WRITTEN TASK: Which lines in the rows below contain the string "white", matching case exactly? Copy each such line in full.

── MATERIAL FOR THIS EXERCISE ──

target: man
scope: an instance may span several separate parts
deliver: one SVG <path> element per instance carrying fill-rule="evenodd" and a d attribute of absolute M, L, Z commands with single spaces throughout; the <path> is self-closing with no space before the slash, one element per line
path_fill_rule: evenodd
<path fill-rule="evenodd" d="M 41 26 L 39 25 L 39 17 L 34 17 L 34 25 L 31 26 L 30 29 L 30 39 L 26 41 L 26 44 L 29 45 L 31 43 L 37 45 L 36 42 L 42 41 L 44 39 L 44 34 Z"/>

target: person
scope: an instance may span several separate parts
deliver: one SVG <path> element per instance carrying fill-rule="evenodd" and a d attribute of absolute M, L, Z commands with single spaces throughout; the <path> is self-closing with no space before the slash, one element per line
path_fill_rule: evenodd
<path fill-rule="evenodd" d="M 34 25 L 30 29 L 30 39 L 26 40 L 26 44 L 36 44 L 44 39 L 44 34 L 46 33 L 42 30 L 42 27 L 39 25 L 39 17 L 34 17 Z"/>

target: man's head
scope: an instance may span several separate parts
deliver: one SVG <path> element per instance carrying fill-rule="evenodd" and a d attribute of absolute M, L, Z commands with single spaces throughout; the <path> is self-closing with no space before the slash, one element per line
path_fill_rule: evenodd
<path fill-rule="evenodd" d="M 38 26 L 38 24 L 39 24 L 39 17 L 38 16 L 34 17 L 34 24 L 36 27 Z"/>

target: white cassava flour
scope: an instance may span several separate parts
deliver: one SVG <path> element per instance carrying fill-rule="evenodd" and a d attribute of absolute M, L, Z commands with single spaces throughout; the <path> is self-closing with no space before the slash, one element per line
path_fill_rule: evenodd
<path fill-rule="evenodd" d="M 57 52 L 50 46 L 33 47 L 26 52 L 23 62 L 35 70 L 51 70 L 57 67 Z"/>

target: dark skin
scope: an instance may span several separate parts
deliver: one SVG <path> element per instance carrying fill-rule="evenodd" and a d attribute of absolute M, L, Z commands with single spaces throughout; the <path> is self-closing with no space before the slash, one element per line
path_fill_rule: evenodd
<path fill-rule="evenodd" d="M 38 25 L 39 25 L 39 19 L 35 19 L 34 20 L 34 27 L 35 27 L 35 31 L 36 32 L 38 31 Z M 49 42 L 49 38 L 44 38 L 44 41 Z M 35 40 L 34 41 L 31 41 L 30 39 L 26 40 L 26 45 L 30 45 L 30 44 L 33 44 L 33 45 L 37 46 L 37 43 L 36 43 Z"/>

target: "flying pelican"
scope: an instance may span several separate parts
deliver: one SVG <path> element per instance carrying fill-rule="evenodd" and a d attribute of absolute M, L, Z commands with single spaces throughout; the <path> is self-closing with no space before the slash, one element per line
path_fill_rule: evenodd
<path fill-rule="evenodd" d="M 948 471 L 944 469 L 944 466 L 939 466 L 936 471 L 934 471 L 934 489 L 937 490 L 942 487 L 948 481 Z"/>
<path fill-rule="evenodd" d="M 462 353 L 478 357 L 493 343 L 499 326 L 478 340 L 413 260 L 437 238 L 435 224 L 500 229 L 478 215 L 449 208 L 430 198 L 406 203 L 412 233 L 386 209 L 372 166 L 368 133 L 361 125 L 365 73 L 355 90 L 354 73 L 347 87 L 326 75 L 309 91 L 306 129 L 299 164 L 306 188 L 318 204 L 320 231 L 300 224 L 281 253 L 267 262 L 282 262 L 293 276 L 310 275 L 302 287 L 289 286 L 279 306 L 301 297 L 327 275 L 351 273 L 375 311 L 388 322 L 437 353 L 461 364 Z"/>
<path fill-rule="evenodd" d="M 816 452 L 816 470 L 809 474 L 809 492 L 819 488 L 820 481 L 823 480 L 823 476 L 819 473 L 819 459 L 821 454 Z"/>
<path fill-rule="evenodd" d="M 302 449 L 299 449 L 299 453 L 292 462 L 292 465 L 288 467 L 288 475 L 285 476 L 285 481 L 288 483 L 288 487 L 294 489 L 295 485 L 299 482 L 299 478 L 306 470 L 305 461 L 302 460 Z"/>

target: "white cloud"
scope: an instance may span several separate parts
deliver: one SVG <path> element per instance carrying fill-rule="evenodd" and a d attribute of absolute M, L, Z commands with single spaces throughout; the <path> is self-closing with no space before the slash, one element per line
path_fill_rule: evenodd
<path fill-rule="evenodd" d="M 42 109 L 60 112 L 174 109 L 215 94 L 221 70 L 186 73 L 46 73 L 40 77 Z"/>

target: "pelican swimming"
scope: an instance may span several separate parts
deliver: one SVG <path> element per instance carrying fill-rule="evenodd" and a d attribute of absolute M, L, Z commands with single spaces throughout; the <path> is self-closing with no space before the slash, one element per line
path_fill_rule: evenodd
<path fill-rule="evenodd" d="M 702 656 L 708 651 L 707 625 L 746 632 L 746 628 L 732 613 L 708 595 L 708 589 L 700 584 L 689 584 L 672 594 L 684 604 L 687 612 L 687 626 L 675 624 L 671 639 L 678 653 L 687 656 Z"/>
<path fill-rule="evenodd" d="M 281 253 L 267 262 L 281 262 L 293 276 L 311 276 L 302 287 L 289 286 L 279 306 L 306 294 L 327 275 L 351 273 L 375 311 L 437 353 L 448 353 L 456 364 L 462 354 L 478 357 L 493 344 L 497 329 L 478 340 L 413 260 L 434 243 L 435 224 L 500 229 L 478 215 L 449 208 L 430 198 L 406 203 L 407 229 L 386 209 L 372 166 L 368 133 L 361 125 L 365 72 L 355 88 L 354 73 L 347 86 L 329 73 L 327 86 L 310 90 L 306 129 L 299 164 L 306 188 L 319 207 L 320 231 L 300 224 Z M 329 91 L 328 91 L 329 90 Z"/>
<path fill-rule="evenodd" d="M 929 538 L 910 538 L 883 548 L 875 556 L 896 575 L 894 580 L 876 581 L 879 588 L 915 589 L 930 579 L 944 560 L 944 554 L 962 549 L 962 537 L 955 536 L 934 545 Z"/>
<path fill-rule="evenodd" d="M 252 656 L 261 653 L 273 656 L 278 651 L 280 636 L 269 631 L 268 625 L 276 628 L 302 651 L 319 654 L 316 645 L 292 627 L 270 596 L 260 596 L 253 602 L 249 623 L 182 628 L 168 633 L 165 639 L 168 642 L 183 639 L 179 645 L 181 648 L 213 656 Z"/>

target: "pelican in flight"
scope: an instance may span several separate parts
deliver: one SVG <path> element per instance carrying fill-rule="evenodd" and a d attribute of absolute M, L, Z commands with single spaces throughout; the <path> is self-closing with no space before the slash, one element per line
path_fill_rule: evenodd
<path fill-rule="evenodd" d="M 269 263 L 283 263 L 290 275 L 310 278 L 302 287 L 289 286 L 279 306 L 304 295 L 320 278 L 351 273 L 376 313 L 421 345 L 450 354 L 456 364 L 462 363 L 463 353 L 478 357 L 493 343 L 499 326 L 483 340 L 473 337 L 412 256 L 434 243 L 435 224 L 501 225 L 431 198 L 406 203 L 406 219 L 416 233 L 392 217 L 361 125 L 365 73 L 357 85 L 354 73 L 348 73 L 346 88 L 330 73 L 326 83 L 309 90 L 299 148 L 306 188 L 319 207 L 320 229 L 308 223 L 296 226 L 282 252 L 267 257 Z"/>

───

REPLY TO THE EXERCISE:
target: white cassava flour
target: "white cloud"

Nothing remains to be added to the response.